TASK:
Type out the material below exactly.

RECORD SET:

_ _ _ _ _ _ _

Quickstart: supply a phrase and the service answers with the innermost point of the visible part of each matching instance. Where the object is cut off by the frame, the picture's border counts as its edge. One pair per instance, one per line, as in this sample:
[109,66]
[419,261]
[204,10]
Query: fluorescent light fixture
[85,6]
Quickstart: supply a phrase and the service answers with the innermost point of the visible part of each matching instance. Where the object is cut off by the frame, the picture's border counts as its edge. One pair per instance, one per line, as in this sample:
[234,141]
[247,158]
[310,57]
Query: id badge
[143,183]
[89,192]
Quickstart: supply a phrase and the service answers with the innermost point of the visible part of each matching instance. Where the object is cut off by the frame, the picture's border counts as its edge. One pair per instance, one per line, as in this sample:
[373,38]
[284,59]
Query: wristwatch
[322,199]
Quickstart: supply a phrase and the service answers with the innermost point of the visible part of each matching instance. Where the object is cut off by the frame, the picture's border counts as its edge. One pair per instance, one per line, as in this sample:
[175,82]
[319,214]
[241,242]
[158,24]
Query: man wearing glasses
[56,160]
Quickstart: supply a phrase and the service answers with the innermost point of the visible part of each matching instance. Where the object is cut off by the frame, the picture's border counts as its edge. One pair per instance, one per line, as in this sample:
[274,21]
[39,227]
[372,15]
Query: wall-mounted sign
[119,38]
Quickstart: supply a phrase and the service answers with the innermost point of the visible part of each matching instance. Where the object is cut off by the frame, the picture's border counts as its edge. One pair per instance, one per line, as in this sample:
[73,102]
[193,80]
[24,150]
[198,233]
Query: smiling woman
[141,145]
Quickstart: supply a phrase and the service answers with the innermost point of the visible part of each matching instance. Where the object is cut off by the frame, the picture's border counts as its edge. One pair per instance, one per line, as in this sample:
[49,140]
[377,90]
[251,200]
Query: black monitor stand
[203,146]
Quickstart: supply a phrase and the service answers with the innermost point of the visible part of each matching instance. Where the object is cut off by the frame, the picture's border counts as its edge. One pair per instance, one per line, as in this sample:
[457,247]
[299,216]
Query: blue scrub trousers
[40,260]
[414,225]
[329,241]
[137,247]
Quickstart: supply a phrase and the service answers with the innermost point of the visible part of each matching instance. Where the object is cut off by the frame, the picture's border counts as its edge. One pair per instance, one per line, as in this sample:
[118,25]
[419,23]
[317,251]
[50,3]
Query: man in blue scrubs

_ _ _ _ _ _ _

SOLUTION TO THIS TASK:
Quickstart: supply a phrase and the service answers with the innermost point of the visible part of each matching instance. Where the object is cut off by the frame, the picture's border counts as its edge. One pair per instance, one per line, as in this sample:
[109,66]
[419,261]
[204,10]
Query: fluorescent light fixture
[85,6]
Quickstart: supply a phrase and the service answers with the innermost point of the visible part of each matching instance. Where the object is cut off by the frame, the picture's border counts as its edge. One pair per instance, one per line, as in this sample:
[234,141]
[247,158]
[310,57]
Query: id badge
[143,183]
[89,192]
Quickstart: supply a phrase and the service answers with the innermost point of the visible part of each matching instance. Where the object is cut off by the frame, the picture's border counts as its edge. One pair per instance, one per line, as in this sample:
[373,38]
[284,59]
Query: wristwatch
[322,199]
Quickstart: supply a phrase and the service answers with the innermost point of the visible part of each matching instance. Where the object is cut off by the frame, the picture's border counts as its edge. One pair per instance, one per line, as in this sample:
[175,82]
[319,214]
[241,242]
[158,24]
Query: man wearing glasses
[56,160]
Quickstart: supply a phrase and the service answers with the innermost point of the visible part of each matching instance. Where the object is cut off by the frame, the picture's border counts as its edge. One pair per instance, one per line, as in this sample:
[274,21]
[39,227]
[372,15]
Query: wall-mounted sign
[119,38]
Quickstart: supply a phrase and the service answers with the innermost point of the visible part of each matching instance. Where the object is cut off by the frame, the picture's border counts as its edge. One pair per instance, one per line, as in this sample:
[73,102]
[193,80]
[24,150]
[198,233]
Query: smiling woman
[141,145]
Quickstart: supply a phrase and the service answers with the innermost point of the visible part of each matching instance. Where the object is cut off by the frame, the picture's border counts as its edge. One pair per instance, one per line, as in this sample:
[49,140]
[377,90]
[251,200]
Query: black monitor stand
[203,146]
Quickstart: supply a phrase and the service answers with the innermost point of the visible part of each matching instance. Where the object is cut off by the frame, the picture's border counts as its edge. One pair per instance, one per line, as in this sample:
[457,247]
[299,216]
Query: blue scrub trousers
[40,260]
[414,225]
[329,241]
[137,247]
Quickstart: supply a phrase and the service answers with the innermost point of the visible part of each matching instance. Where the object is cut off by the frame, the picture's border counts as its edge. One pair per instance, one per line, as in this sample:
[118,25]
[419,23]
[317,251]
[50,3]
Query: man in blue scrubs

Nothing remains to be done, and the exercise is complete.